■ **YOUR INSTRUCTIONS**:
Rewrite the lines from the start of the records through the line holding "box: [49, 63, 80, 141]", inclusive, switching "rough mask" to "coarse mask" and keeping everything else unchanged. Give only those lines, and leave the pictures out of your answer.

(MATERIAL FOR THIS TASK Opens)

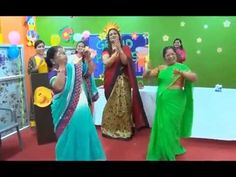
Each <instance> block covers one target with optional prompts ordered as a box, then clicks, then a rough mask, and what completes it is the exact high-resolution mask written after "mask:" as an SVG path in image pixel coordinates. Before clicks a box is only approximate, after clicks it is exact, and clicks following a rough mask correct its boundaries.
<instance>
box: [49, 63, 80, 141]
mask: <svg viewBox="0 0 236 177" xmlns="http://www.w3.org/2000/svg"><path fill="white" fill-rule="evenodd" d="M81 64H82V63H79V64H77V65H74V64H67V65H66V74H67V75H66V77H67V79H66V83H65V87H64V90H63V91H62V92H60V93H58V94H56V95H54V98H53V103H52V105H51V109H52V117H53V123H54V130H55V132H56V135H57V137H58V138H59V137H60V135H61V134H62V133H63V130H64V129H65V128H66V126H67V125H68V123H69V121H70V119H71V118H72V115H73V113H74V111H75V109H76V107H77V104H78V102H79V97H80V93H81V84H82V66H81Z"/></svg>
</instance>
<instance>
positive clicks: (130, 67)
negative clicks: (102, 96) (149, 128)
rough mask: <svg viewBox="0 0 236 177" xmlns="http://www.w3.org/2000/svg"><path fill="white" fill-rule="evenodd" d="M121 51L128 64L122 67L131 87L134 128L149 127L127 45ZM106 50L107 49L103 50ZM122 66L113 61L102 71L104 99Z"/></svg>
mask: <svg viewBox="0 0 236 177" xmlns="http://www.w3.org/2000/svg"><path fill="white" fill-rule="evenodd" d="M122 49H123V51H124V53H125V54H126V56H127V57H128V65H127V67H126V66H125V67H124V73H125V74H126V75H127V76H128V78H129V82H130V85H131V88H133V94H132V98H131V101H132V117H133V120H134V123H135V128H136V129H137V130H139V129H141V128H144V127H149V124H148V120H147V116H146V113H145V111H144V108H143V103H142V100H141V97H140V93H139V90H138V84H137V80H136V77H135V72H134V69H133V62H132V57H131V52H130V49H129V47H128V46H123V48H122ZM104 52H107V51H104ZM121 67H122V63H121V61H120V60H118V61H115V62H114V63H113V64H112V65H111V66H110V67H108V68H106V70H105V73H104V90H105V97H106V99H108V98H109V96H110V94H111V92H112V90H113V87H114V84H115V82H116V80H117V78H118V76H119V74H120V69H121Z"/></svg>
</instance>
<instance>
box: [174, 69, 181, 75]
mask: <svg viewBox="0 0 236 177" xmlns="http://www.w3.org/2000/svg"><path fill="white" fill-rule="evenodd" d="M178 74H179V75H181V76H182V75H183V71H180V70H178V69H175V70H174V75H178Z"/></svg>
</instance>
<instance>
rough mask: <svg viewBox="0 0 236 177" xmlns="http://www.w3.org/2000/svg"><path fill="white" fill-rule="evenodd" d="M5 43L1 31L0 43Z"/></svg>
mask: <svg viewBox="0 0 236 177" xmlns="http://www.w3.org/2000/svg"><path fill="white" fill-rule="evenodd" d="M2 43H3V35H2V33H0V44H2Z"/></svg>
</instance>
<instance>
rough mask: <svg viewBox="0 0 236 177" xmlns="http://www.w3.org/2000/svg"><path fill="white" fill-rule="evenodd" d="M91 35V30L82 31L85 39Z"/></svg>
mask: <svg viewBox="0 0 236 177" xmlns="http://www.w3.org/2000/svg"><path fill="white" fill-rule="evenodd" d="M89 36H90V32H89V31H84V32H83V33H82V38H83V39H85V40H86V39H88V38H89Z"/></svg>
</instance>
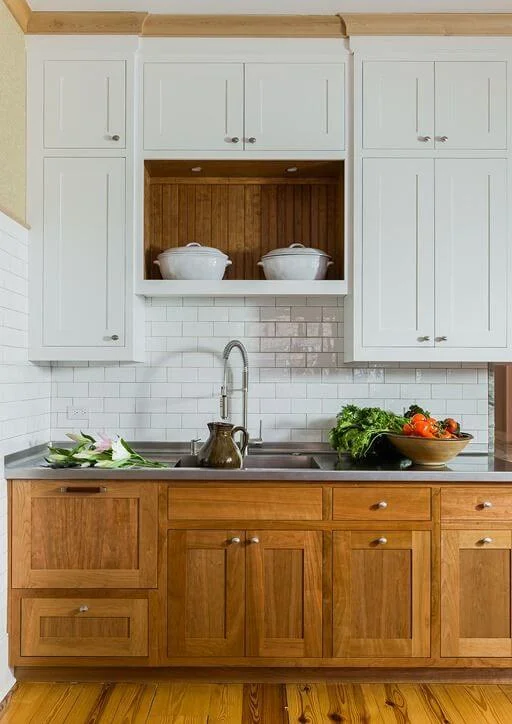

(MATERIAL FOR THIS TASK Closes)

■ **RESULT**:
Each <instance> block covers one target with optional prompts ordered as a box, then clicks, then a coarse mask, and what completes it is the exact high-resolution mask written after "mask:" as an SVG path in image pixel coordinates. Before clicks a box is only approximate, after clicks it is exact, and clicks following a coarse mask correct its boundaries.
<instance>
box: [49, 63, 80, 141]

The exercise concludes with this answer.